§ Aim of the task:
From the book-title analysis below, reproduce word for word the passage that begins with the words "Titles That Sell" and ends after the words "within our language.".

Titles That Sell Versus Those That Don’t, a Quantitative Analysis
[When you] model the relationship of every word against all others, a strange and wonderful mathematical order emerges within our language.

Let’s see if we can find some interesting differences between top and bottom selling book titles; we will use the “Amazon Sales Rank” system along with word-embedded vectors to help us get there.
Take a look at the “Title” column in the following two tables. The first table shows eight-word titles that sold well on Amazon books and the second table shows those that didn’t. See any patterns?


If you didn’t catch any obvious differences, don’t worry, it’s a bit subtle. But before we go there, what’s with the eight-word titles?
The Eight-Word Title, the Ultimate Title Length for Success
Turns out, after taking a 10,000 sample of top-ranking titles and averaging the number of words, we get: 8.53 words. When we do the same with the bottom ones, we get 6.07 words. Thus, a title between 8 and 9 words is the perfect length for success.
Using Cosine Distances to Understand a Title’s Signature
Now here comes the interesting part. If you average the cosine distance between each embedded-word vector (a lot more about what that means below), you get a higher distance on top titles than on bottom ones.
4.1 average cosine distance for top titles
3.9 average cosine distance for bottom titles
In simple terms, it means that titles made up of words that are less synonymous with each other tend to do better. And when you consider that the top titles have an average of two extra words in them, you start seeing the pattern that people prefer titles that convey more meaning (really?).

§ Rows:

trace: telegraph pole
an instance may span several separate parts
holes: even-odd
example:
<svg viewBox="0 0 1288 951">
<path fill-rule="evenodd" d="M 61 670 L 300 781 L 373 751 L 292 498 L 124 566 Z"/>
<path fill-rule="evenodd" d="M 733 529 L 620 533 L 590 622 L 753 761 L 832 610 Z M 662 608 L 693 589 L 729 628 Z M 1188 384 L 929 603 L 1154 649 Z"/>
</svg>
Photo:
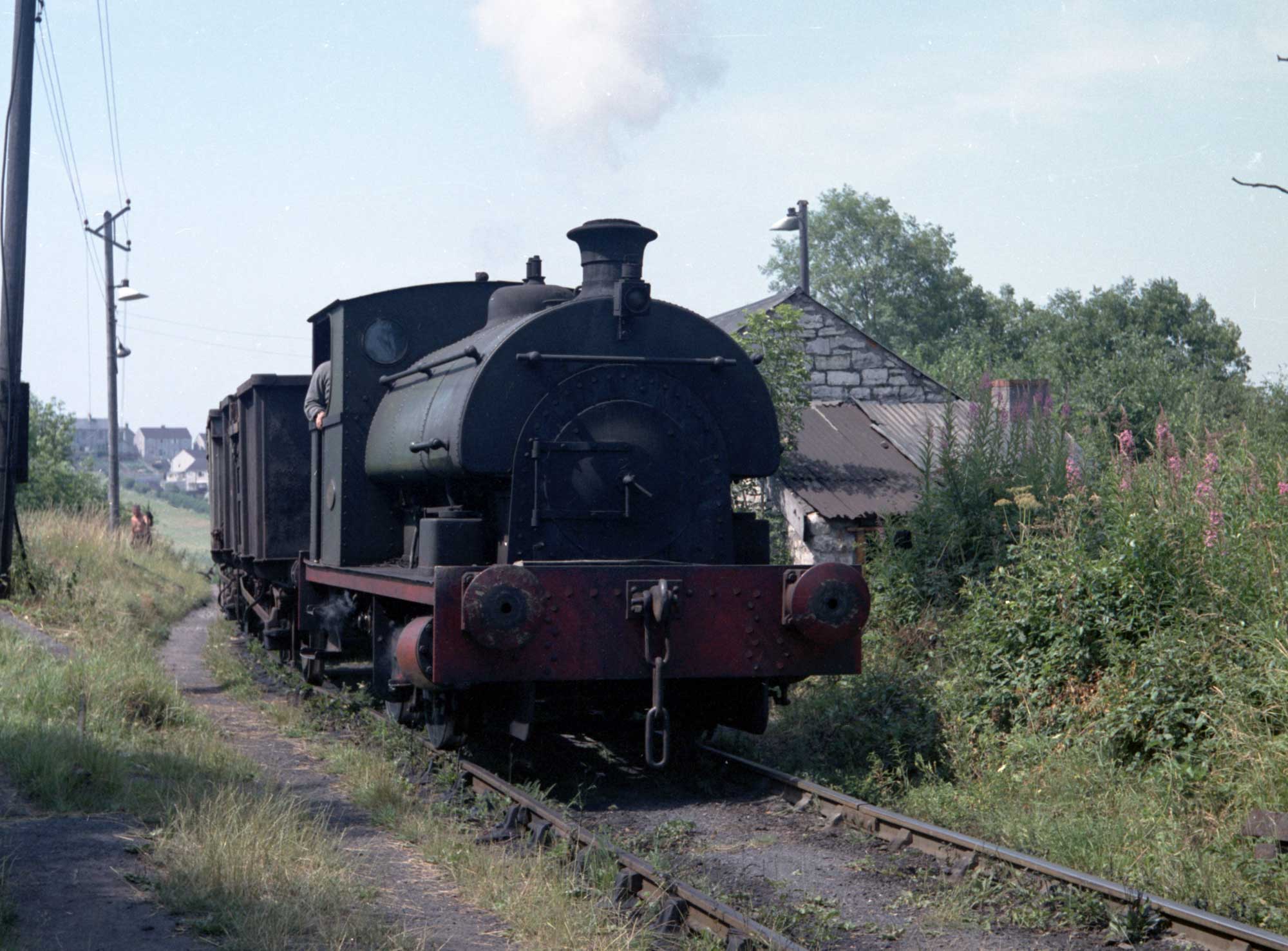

§ Completed exercise:
Titles That Sell Versus Those That Don’t, a Quantitative Analysis
[When you] model the relationship of every word against all others, a strange and wonderful mathematical order emerges within our language.